[Point localization data]
________________________________________

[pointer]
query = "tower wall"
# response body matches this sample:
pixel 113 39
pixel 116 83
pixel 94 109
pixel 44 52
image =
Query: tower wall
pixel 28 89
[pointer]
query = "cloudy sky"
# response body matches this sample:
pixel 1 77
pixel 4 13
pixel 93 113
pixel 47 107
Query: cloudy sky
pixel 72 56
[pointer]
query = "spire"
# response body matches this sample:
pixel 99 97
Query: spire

________________________________________

Give again only the lines starting at the one that contains "pixel 93 113" and running to the end of the data.

pixel 93 113
pixel 47 107
Query: cloudy sky
pixel 72 56
[pointer]
query = "spire"
# response body matches this sample:
pixel 99 97
Query: spire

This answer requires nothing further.